═══ DATA TO USE

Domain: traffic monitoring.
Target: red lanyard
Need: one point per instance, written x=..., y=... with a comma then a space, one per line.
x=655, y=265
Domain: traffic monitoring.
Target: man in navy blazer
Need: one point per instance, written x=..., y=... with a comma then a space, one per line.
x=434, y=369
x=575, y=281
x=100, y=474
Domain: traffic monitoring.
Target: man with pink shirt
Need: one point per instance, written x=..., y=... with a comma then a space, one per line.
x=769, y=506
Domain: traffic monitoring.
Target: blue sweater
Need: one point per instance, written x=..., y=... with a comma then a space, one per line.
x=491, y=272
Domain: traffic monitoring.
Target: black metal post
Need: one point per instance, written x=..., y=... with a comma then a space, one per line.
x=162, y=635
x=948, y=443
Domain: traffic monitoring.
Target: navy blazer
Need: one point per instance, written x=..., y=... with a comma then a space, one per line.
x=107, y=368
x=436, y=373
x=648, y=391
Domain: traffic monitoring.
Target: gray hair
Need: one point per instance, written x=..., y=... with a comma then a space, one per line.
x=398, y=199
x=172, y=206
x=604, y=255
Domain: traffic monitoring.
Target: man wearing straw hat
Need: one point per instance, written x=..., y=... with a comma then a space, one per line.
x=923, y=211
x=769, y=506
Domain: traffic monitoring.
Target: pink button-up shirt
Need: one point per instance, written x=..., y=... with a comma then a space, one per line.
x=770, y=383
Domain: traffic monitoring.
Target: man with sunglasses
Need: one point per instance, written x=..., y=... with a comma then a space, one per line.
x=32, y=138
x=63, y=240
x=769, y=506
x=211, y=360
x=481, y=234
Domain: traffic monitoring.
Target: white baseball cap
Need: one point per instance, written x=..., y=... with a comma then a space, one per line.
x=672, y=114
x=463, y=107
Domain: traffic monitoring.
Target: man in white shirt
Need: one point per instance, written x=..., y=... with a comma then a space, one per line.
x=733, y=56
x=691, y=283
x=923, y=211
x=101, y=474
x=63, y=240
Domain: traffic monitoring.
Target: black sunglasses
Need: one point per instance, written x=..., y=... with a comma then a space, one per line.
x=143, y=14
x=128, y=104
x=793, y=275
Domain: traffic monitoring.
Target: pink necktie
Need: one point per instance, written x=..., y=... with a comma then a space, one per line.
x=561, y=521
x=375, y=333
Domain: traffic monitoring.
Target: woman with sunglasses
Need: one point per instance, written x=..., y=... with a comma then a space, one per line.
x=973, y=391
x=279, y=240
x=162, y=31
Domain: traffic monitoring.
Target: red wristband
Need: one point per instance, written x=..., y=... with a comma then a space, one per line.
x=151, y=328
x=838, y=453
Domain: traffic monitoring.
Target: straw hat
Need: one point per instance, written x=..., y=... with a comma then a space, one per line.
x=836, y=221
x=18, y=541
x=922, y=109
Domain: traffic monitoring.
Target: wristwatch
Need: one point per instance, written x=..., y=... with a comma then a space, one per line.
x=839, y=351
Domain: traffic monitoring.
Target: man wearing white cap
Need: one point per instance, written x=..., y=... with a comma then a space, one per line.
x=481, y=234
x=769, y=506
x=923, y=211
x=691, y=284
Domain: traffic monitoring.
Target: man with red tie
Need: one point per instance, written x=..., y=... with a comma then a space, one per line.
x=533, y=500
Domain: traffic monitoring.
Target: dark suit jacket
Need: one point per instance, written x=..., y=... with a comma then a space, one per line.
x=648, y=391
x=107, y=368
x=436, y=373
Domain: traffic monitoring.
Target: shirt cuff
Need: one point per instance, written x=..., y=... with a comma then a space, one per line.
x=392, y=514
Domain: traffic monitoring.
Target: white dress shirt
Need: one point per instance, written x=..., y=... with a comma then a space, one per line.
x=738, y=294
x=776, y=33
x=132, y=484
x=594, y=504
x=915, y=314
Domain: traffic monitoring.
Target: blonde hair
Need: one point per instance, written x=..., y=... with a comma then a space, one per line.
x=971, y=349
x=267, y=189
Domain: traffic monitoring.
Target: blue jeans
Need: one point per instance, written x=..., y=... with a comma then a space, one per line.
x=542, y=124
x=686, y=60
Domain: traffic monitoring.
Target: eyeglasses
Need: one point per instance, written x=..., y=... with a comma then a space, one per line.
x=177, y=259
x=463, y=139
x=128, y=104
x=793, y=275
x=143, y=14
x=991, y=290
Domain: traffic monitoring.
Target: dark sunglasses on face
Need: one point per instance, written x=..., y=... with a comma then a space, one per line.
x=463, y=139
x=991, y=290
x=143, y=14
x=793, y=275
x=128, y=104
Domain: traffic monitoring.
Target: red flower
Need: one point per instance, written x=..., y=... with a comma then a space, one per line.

══════

**GOAL**: Print the material line for line, from its first line through the line containing "x=948, y=443", inclusive.

**TASK SOLUTION**:
Domain: traffic monitoring.
Target: red lanyard
Need: one point per instance, written x=..., y=... with a comma then a space, one per line.
x=655, y=265
Domain: traffic monitoring.
Target: man in navy blazer
Need: one point per instance, written x=..., y=... with a comma then a space, one per line.
x=434, y=369
x=575, y=281
x=100, y=474
Domain: traffic monitoring.
Target: man with pink shirt
Need: one point per instance, written x=..., y=... with a comma then a space, one per line.
x=769, y=506
Domain: traffic monitoring.
Target: blue sweater
Need: one point per instance, written x=..., y=... with a comma then a space, one per line.
x=491, y=272
Domain: traffic monitoring.
Target: black metal post
Need: one point per instance, written x=..., y=... with a comma then a space, one per line.
x=162, y=635
x=948, y=443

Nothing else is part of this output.